● **Task to complete**: For each line of the listing that holds "shirt", show the full line.

● **Dataset content**:
=== Begin Enclosure ===

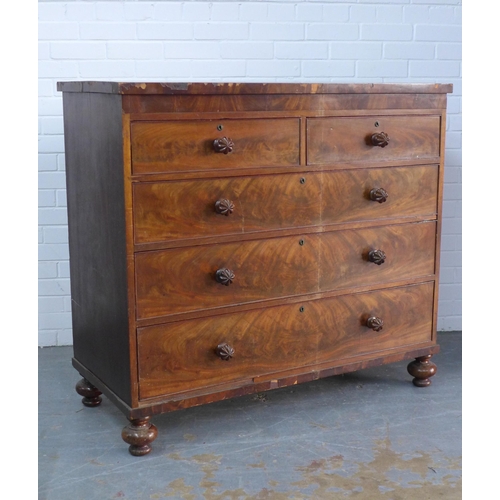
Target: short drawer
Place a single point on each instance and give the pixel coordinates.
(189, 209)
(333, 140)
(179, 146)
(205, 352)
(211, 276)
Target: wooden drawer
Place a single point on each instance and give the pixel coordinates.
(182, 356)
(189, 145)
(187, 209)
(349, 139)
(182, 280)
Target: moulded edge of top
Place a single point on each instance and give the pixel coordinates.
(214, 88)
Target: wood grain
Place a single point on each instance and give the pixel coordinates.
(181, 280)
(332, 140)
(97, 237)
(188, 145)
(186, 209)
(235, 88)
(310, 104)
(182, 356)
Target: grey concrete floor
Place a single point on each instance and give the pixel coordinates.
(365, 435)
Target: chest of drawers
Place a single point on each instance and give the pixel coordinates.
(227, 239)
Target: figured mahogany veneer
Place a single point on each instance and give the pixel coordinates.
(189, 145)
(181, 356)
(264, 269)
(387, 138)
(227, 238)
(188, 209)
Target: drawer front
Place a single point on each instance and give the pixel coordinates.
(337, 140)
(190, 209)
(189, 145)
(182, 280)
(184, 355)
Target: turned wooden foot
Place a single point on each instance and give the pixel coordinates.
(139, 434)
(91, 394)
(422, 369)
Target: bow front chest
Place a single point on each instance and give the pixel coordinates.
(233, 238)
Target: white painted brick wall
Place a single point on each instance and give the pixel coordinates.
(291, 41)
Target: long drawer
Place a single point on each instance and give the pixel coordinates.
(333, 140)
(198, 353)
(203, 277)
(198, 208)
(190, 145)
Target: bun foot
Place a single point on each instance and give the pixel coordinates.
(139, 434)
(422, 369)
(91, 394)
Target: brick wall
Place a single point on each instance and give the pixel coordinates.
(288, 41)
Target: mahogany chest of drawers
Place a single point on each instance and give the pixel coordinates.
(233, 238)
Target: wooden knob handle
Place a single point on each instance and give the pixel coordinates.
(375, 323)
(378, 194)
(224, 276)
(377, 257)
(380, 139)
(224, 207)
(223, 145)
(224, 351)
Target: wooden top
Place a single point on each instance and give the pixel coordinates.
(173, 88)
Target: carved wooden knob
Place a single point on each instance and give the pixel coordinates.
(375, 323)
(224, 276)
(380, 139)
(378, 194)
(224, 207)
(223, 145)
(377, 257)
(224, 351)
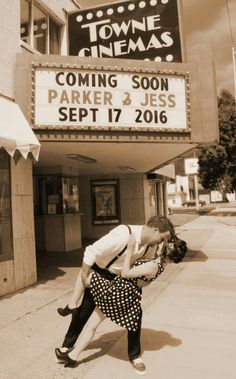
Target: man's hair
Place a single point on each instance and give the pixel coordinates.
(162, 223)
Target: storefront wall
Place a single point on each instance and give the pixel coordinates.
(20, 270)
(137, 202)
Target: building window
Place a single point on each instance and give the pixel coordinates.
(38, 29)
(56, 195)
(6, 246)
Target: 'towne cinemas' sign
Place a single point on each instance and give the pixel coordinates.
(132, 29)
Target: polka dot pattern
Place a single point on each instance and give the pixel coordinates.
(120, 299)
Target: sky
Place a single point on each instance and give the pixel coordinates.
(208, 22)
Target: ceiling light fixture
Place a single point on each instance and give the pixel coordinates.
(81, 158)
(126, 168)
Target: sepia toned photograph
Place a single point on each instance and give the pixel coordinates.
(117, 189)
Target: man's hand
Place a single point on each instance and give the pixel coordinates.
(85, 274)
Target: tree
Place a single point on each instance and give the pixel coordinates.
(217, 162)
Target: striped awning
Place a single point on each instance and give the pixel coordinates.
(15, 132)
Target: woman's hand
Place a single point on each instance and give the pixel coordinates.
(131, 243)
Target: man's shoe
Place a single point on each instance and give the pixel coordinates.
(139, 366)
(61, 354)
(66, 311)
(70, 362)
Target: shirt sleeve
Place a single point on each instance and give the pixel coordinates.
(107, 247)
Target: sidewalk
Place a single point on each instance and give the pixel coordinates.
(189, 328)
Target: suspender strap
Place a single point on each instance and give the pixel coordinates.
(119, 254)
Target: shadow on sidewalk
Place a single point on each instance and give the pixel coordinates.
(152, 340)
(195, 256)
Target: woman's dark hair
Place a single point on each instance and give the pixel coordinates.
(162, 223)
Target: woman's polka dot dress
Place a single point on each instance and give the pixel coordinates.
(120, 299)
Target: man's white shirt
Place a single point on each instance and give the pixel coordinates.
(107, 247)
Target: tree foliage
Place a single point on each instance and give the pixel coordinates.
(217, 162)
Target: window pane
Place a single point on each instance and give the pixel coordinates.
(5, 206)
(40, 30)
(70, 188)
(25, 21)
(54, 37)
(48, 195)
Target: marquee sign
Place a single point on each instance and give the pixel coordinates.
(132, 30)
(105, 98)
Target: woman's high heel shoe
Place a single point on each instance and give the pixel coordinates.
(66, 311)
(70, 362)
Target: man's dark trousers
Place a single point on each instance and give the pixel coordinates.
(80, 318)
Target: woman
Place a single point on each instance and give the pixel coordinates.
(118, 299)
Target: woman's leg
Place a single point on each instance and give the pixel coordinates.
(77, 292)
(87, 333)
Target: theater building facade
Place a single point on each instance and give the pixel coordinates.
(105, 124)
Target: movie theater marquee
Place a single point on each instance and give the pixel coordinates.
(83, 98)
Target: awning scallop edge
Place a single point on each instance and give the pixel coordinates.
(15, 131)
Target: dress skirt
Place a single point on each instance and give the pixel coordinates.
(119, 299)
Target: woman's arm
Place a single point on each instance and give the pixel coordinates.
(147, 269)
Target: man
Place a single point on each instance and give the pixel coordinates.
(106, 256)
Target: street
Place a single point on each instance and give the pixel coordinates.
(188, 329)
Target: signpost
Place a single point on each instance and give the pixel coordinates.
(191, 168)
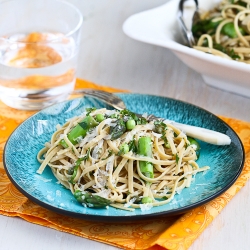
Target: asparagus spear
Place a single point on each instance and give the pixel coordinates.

=== End Enclosure ===

● **Response to this task**:
Target: shirt sleeve
Target: man's white shirt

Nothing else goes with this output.